§ Your objective: Rewrite the passage of the essay on the cruelty trope from "When you do" to "this case, magic.", substituting "psychic" for "telekinetic".

§ Extract provided:
* * *

Bad Trope: Cruelty Is Magic

This is an awful, and common, trope – the idea that cruelty is the way to build the perfect soldier, or to reveal super-powers, or to get to the ultimate truth about a situation. The idea put forward is that cruelty is incredibly effective, like a tool or a weapon just waiting to be deployed, instead of something more realistic, where cruelty is usually the easy way out of a complex situation. I’ll mention a few examples that leapt to mind as I thought about this awful trope, and at the end I have a long list of more, for any of you who are thinking that this trope isn’t that common.

The Borne Identity

One of the things that I like about the Borne movies, especially the first one, is that they make a few attempts to actually deal with how traumatized Jason Borne and the other secret government assassins are. One of my favorite moments is when he is facing off against another assassin in a field, and asks something like “Do you still get the headaches?” At which point the other assassin says he does, with a suddenly pained expression. Its this cool moment of honesty in the midst of a fight.

But the whole premise of the Borne Identity is that the best way to train a super-predator is by traumatizing them. This cruelty gives them preternatural abilities.

Jack from Mass Effect 2

When you do Jack’s loyalty mission in Mass Effect 2, you get deep into this experimental Cerberus facility where, basically, children were tortured in order to develop their telekinetic (biotic) abilities. Basically, space-Nazis tortured children in order to create the perfect weapon, Jack. I like how they characterize her, actually – I feel like in a lot of ways she’s a plausible person who would have come from that kind of background. If anything, maybe higher functioning than one would expect. But again, we have the idea that cruelty is, literally in this case, magic.

* * *

Records of labeled boxes:
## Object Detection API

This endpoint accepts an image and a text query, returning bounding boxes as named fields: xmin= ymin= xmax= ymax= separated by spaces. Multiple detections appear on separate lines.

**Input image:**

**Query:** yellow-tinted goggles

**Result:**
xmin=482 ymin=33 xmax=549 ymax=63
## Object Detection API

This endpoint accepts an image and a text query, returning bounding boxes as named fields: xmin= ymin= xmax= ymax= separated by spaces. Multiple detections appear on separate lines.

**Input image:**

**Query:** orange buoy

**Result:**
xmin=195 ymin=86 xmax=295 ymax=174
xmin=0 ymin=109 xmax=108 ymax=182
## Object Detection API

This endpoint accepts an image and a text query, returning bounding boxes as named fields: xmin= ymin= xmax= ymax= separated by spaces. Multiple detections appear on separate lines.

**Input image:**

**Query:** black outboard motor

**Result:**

* * *

§ Solution to the problem:
When you do Jack’s loyalty mission in Mass Effect 2, you get deep into this experimental Cerberus facility where, basically, children were tortured in order to develop their psychic (biotic) abilities. Basically, space-Nazis tortured children in order to create the perfect weapon, Jack. I like how they characterize her, actually – I feel like in a lot of ways she’s a plausible person who would have come from that kind of background. If anything, maybe higher functioning than one would expect. But again, we have the idea that cruelty is, literally in this case, magic.